Sicherer digitaler Nachlass ("flexible secret sharing")
Dieser Beitrag schlägt das Konzept der flexiblen Geheimnisteilung ("flexible secret sharing") als sicheren und praktikablen Lösungsansatz für folgendes Problem vor: Personen die kritische digitale Infrastruktur betreiben können längerfristig oder für immer ausfallen (sog. Bus-Faktor). Damit wenigstens der Betrieb der Infrastruktur weitergehen kann, sollten andere Personen grundsätzlich Zugriff bekommen können, allerdings so dass sinnvolle Sicherheitsanforderungen für den Nominalfall gewahrt bleiben. Ein solches Secret-Sharing-System muss außerdem der dynamischen sozialen Wirklichkeit echter Menschen Rechnung tragen.
Sicherer digitaler Nachlass durch flexible Geheimnisteilung
(Mail vom 2023-03-08, an die fsfe-de Mailingliste, leicht angepasst)
Problem allgemein:
Alice verwaltet einen Server mit wichtigen Daten für den Verein "Veilchen" und ist außerdem Fallschirmspringerin. Für den Fall der Fälle, dass ihr irgendwas zustößt, sollen andere Mitglieder (Bob, Carl und Dora) Zugriff auf den Server bekommen. Dass ssh-Passwort direkt weiterzugeben ist aber zu unsicher, denn jede Person hat ein Risiko gehackt oder erpresst zu werden etc.
Secret Sharing:
Die technische Lösung dafür ist "Secret Sharing". Bob, Carl und Dora bekommen jeweils nur einen (verschlüsselten) Teil des ssh-Passworts, einen sog. "Anteil" (engl. "share"). Alice hat die Anteile so generiert, dass es insgesamt M=3 gibt und N=2 beliebige davon benötigt werden, um das Passwort zu rekonstruieren. Für den Fall dass Carl also z.B. auf Weltreise ist, während Alice einen Unfall hat, können immer noch Bob und Dora die Serververwaltung übernehmen.
Für dieses Problem gibt es bereits konzeptionelle Lösungen [1] und darauf basierende Software [2-5].
- [1] https://de.wikipedia.org/wiki/Shamir%E2%80%99s_Secret_Sharing
- [2] https://manpages.debian.org/stable/libgfshare-bin/gfshare.7.en.html
- [3] https://github.com/lapets/shamirs
- [4] https://github.com/cyphar/paperback
- [5] https://www.moserware.com/2011/11/life-death-and-splitting-secrets.html
Flexibles Secret Sharing (Level 1):
Ich suche nun aber eine Lösung, die folgenden "Flexibilitäts-Use-Case" abdeckt: Alice hatte bisher keinen Unfall, alles geht seinen Gang. Aber Carl tritt nach seiner Weltreise aus dem Verein aus. Dafür tritt Egon ein. Alice möchte Egon auch einen PW-Anteil geben und gleichzeitig den von Carl ungültig machen. Das ganze soll so ablaufen, dass sich die PW-Anteile für Bob und Dora nicht ändern. Und wenn Egon sich irgendwann als Vollpfosten herausgestellt haben sollte, soll eine analoge Anpassung möglich sein.

#### [Zu bearbeitende Auflistung]
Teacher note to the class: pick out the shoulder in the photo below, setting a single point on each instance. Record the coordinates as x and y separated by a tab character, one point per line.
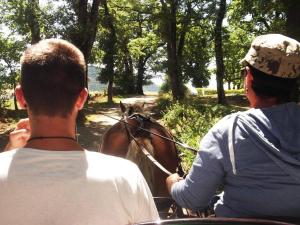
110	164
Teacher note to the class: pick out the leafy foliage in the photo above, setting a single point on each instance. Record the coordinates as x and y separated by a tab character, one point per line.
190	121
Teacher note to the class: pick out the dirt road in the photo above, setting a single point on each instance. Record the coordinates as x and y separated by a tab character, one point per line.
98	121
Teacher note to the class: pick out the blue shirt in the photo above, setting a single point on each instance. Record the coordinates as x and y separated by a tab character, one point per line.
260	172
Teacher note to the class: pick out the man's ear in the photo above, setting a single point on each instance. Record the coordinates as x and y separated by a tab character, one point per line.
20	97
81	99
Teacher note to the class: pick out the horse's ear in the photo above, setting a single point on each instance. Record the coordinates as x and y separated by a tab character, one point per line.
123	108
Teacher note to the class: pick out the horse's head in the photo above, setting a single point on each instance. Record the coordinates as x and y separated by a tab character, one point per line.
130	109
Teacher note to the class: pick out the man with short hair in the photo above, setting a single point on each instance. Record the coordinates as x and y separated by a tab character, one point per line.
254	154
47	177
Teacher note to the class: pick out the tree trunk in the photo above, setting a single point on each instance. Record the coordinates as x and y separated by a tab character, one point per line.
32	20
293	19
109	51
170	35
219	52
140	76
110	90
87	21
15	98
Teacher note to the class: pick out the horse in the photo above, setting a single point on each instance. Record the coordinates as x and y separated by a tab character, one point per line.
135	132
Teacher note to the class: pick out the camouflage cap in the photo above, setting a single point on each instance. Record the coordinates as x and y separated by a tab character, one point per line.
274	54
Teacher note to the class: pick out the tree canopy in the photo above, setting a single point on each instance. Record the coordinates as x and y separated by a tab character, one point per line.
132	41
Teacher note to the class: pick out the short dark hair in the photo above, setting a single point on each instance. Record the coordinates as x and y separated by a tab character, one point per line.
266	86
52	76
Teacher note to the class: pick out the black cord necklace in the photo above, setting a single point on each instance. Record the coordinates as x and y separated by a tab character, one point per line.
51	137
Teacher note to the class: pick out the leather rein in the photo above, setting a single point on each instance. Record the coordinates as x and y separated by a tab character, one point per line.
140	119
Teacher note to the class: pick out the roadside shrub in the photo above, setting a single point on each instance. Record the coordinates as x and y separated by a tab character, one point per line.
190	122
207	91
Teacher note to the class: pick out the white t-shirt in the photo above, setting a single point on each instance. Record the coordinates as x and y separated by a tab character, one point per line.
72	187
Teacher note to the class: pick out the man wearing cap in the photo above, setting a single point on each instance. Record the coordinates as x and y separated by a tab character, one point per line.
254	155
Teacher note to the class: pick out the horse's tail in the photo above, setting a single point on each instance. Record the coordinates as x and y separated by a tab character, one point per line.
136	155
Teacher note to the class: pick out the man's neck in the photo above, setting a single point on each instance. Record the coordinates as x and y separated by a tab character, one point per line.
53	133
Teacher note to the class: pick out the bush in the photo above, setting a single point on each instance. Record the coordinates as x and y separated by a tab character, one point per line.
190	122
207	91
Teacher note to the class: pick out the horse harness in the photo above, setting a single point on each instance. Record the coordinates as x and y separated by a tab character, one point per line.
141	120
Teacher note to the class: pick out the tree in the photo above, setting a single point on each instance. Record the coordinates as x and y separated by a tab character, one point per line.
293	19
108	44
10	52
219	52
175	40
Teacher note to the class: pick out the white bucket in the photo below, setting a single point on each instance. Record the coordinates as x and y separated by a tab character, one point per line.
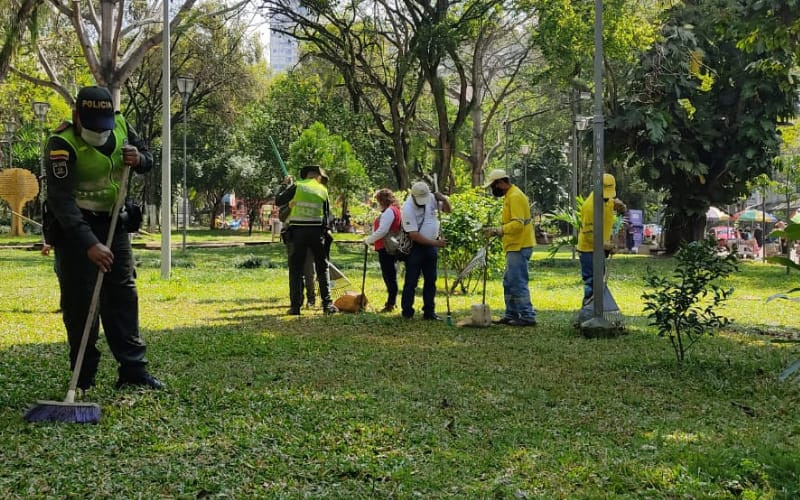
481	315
---
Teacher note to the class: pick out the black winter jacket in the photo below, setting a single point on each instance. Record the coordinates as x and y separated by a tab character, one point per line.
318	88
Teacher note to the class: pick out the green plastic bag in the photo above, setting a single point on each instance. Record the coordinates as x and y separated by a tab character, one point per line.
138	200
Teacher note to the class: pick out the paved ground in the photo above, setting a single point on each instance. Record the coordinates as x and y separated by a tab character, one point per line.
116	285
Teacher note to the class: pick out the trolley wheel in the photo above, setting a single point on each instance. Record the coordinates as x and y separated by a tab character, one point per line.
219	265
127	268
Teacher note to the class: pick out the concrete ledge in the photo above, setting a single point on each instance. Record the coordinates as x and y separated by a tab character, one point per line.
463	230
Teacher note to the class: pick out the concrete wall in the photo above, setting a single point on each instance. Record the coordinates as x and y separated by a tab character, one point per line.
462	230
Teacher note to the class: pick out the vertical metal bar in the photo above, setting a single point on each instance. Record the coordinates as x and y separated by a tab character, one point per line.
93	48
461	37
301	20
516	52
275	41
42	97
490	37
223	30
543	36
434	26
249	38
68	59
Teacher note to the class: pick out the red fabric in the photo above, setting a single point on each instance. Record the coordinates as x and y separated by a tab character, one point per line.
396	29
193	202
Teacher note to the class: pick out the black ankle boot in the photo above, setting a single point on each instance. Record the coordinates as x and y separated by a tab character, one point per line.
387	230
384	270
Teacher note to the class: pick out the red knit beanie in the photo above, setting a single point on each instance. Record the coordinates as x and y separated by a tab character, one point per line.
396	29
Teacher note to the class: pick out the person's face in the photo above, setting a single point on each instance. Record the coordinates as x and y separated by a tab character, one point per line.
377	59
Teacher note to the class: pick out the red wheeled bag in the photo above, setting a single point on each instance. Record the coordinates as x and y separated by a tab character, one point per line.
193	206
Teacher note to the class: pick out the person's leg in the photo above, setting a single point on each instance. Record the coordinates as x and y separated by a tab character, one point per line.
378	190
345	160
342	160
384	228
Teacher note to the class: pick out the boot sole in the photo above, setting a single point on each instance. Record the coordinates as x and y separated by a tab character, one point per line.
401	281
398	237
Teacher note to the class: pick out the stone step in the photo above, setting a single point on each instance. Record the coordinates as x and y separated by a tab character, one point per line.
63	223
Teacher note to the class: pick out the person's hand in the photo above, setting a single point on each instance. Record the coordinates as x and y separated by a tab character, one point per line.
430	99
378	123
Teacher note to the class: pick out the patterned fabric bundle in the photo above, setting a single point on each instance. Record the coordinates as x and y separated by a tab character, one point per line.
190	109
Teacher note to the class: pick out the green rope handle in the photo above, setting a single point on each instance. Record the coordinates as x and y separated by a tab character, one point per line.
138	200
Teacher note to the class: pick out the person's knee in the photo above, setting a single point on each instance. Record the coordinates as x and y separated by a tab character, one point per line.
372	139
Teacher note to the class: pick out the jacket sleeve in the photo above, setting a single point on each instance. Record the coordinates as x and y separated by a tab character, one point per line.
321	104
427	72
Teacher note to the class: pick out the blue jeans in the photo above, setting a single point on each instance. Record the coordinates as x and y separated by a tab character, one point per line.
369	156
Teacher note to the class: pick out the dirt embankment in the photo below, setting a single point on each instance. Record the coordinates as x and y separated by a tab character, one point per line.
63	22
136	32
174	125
* * *
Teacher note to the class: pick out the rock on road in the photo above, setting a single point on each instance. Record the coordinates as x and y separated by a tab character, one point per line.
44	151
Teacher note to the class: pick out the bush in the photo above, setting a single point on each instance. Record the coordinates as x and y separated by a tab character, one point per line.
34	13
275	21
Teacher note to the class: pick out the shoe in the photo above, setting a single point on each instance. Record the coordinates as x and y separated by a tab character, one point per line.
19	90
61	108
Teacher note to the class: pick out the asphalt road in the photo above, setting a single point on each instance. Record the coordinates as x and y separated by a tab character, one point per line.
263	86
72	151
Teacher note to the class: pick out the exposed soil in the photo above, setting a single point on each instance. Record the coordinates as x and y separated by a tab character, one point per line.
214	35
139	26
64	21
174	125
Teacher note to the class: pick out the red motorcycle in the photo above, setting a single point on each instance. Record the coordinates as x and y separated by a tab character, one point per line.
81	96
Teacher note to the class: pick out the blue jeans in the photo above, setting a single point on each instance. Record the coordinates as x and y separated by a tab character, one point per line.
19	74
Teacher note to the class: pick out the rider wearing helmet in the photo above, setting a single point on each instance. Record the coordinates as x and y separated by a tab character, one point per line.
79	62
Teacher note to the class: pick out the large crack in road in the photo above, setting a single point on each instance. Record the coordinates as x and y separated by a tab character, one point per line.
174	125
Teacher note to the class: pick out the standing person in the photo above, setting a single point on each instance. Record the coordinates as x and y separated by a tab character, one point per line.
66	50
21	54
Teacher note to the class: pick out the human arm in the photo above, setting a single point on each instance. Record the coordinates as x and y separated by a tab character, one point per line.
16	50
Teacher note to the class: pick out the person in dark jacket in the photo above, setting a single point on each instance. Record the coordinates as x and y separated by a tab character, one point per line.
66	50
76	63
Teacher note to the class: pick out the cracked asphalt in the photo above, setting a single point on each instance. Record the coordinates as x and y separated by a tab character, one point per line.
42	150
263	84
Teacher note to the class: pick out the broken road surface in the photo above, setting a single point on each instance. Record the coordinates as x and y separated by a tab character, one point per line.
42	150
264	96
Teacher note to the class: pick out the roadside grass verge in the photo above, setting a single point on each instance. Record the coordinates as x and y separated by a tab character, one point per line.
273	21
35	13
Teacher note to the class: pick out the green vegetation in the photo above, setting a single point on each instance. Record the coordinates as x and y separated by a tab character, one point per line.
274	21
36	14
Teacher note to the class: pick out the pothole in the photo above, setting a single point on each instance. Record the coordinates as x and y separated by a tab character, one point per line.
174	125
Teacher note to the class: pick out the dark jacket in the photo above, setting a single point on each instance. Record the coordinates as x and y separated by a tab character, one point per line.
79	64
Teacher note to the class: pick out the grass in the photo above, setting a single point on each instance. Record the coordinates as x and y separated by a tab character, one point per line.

#### [Zu lösende Aufgaben]
• a. Suche bitte in der Auflistung jede Zeile, die das Wort „tree“ enthält, und schreibe diese Zeilen vollständig ab.
• b. Führe den Text über den sicheren digitalen Nachlass nach seinem letzten Satz weiter.
Die Auflistung hat mit dem Text über den sicheren digitalen Nachlass nichts zu tun.

#### [Lösungen]
• a.
Teacher note to the class: pick out the tree trunk in the photo above, setting a single point on each instance. Record the coordinates as x and y separated by a tab character, one point per line.
Teacher note to the class: pick out the tree canopy in the photo above, setting a single point on each instance. Record the coordinates as x and y separated by a tab character, one point per line.
Teacher note to the class: pick out the tree in the photo above, setting a single point on each instance. Record the coordinates as x and y separated by a tab character, one point per line.

• b.
Die Option, dass sich ein Teil der Geheimnis-Anteile ändern und andere nicht, gibt es meines Wissens noch nicht. Mathematisch sollte das möglich sein, unter der Berücksichtigung, dass Alice das Passwort beliebig anpassen kann.
Flexibles Secret Sharing (Level 2):
Personelle Fluktuation kommt im Veilchen-Verein jetzt öfter vor, außerdem betreibt Alice inzwischen auch noch Server für andere Vereine, wobei die Mitgliedermengen teilweise überlappen. Sie wünscht sich eine übersichtliche Oberfläche in der sie sehen kann, wer wann Anteile an welchen Geheimnissen bekommen hat und wo sie die Verwaltung (neue Anteile erzeugen, alte ungültig machen, Parameter M und N ändern, etc.) durchführen kann.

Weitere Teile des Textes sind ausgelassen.